Point localization data:
---+---
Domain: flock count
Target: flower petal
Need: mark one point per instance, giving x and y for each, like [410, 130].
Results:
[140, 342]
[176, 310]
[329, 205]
---+---
▸ PROBLEM REQUIREMENTS: Print all of the data exactly as it was given.

▸ TASK RESULT:
Domain: flock count
Target: flower petal
Need: mark one point per instance, giving x and y for each, like [410, 130].
Results:
[140, 342]
[176, 310]
[329, 205]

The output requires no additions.